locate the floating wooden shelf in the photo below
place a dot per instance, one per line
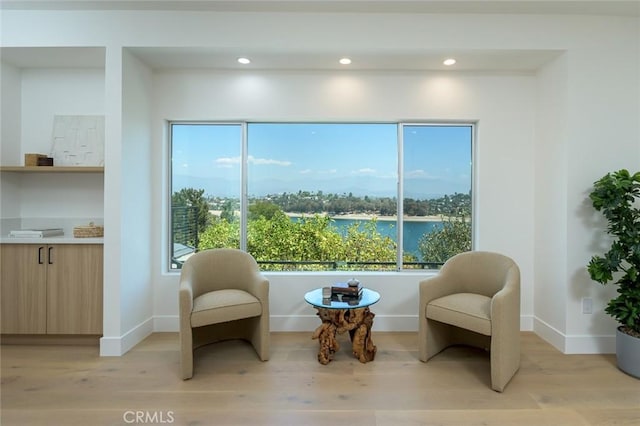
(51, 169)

...

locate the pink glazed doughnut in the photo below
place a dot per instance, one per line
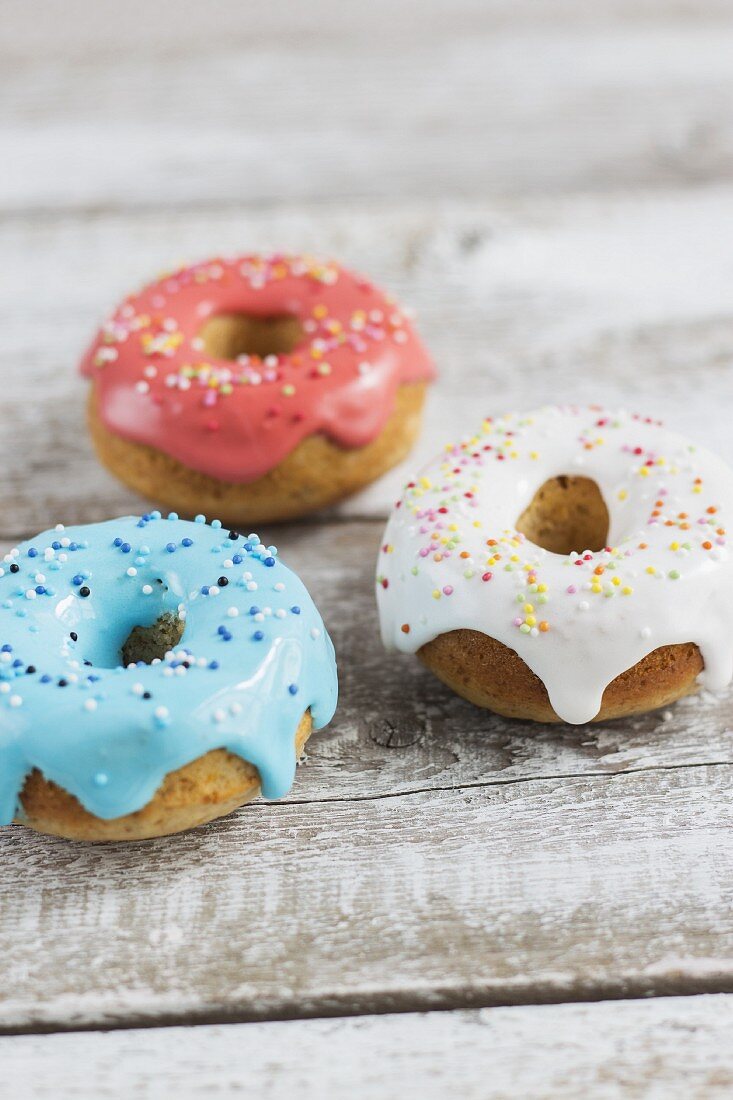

Work to complete
Say how many of the lines above include the word "photo", giving the figure alone.

Task response
2